The problem — Continue the GitHub issue thread about poor face quality in images generated from a small dataset, starting right after its final comment.

Given passage —
Skip to content
New issue

Have a question about this project? Sign up for a free GitHub account to open an issue and contact its maintainers and the community.

By clicking “Sign up for GitHub”, you agree to our terms of service and privacy statement. We’ll occasionally send you account related emails.

Already on GitHub? Sign in to your account

Tips on Small Complex Datasets #25

Closed
jlmarrugom opened this issue Dec 11, 2021 · 14 comments
Closed

Tips on Small Complex Datasets #25

jlmarrugom opened this issue Dec 11, 2021 · 14 comments

Comments

@jlmarrugom
Copy link

Hi, I'm very impressed with the results of this paper and also the insightful approach to gain a significant boost in computational efficiency.

Right now I'm testing the model with a custom dataset of humans in various poses, families, and people in general, and I noticed that the textures, the colors, and the image overall is really good compared with other models, also, it trains in 1/10 of the time. But, the generated faces don't look as good as the other aspects of the image. Here is an example of a generated grid at kimg 200:

image

My question is: How can I improve the results, especially on the faces?

Currently, I'm using the FastGAN backbone because the dataset is around 2100 images of 256x256, 1 GPU, mirror=1, and the other parameters with default values.

@Mut1nyJD
Copy link

Funny seeing the same effect. I have single people posing dataset though and my dataset is a lot bigger 40k. But the faces so far are all a total mess the rest is not bad. But the FID score feel not right to me.

Especially if I compare it to other GANs which have a higher FID but the overall images looks better (especially the face).

Btw I am wondering if some local attention in the generator would help.

@jlmarrugom
Copy link
Author

jlmarrugom commented Dec 11, 2021

I've read in another issue, that using the styleGAN backbone is useful for the quality of the faces, but the sec/kimg is a little bigger and that adds up in all the training, making it slower, and in the paper, it seems that it needs more data and training time to converge, so I'm not sure if that's the only solution.

Record list —
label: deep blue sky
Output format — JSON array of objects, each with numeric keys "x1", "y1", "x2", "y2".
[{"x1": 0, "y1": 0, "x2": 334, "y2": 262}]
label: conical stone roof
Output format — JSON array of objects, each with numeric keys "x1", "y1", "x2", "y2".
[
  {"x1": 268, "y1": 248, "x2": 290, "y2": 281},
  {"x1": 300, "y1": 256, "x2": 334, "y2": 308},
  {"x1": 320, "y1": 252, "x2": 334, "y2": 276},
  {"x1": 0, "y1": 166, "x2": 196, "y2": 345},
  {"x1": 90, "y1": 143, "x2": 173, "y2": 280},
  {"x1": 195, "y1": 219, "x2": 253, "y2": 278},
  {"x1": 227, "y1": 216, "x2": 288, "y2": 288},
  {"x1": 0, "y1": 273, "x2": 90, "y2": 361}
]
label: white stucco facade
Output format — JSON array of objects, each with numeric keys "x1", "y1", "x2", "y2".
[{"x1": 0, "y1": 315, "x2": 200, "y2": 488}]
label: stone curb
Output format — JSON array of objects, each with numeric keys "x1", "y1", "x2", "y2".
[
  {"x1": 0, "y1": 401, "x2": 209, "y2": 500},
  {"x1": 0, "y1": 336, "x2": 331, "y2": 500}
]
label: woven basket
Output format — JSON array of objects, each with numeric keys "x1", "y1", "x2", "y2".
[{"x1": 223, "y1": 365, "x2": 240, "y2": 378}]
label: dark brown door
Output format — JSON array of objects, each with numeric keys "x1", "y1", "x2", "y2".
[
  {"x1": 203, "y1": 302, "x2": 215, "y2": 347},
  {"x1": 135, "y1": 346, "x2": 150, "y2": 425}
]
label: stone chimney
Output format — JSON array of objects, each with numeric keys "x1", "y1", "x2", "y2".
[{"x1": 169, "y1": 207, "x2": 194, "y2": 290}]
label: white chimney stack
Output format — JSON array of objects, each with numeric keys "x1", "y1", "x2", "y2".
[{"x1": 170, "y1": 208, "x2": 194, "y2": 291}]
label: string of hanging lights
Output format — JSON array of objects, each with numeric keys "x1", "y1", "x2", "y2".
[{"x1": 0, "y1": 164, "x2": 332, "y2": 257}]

Answer for the task —
Here is some progress on the generation with the FastGAN Backbone, kimg=576, it seems like a little improvement with more training time.
image

@xl-sr
Copy link
Contributor

xl-sr commented Dec 13, 2021

Hi :)

First of all, the FastGAN backbone seems to have a harder time with faces as we showed in the paper. The StyleGAN samples already look better to me, so maybe it is simply a matter of training longer.

Your dataset seems to be pretty hard as you have unaligned persons, high diversity, and only few images. Getting details such as faces right on such a dataset is hard, and might not be possible (yet). You can notice this when looking at eg. samples by BigGAN on ImageNet classes with humans, which is similar to your setting.

One thing you could try is to initialize the SG2 backbone with pretrained weights, eg. from FFHQ.

@jlmarrugom
Copy link
Author

Can I use Pretrained models that were training without a projected architecture?, i.e. the ones on the StyleGAN2 repo? Is it the same for fastGAN?

@xl-sr
Copy link
Contributor

xl-sr commented Dec 13, 2021

Yes, you can simply use the models from the official StyleGAN2 repo, they are compatible.

Of course, you should only copy the weight for G and G_ema, the discriminator should be initialized randomly. I haven't tried this myself, but the PG discriminators should be able to catch up very quickly since they are so lightweight.

@xl-sr
Copy link
Contributor

xl-sr commented Dec 29, 2021

closing this now, feel free to update/reopen with new results.

@xl-sr xl-sr closed this as completed Dec 29, 2021
@Mut1nyJD
Copy link

Hi :)

First of all, the FastGAN backbone seems to have a harder time with faces as we showed in the paper. The StyleGAN samples already look better to me, so maybe it is simply a matter of training longer.

Any idea why it struggles with faces so much? Seems very odd is it because of the symmetry but then I would expect you would see similar struggles in LSUN Bedroom, too.

I tried a few different settings even added local self attention to the generator but unfortunately that did not help much at all.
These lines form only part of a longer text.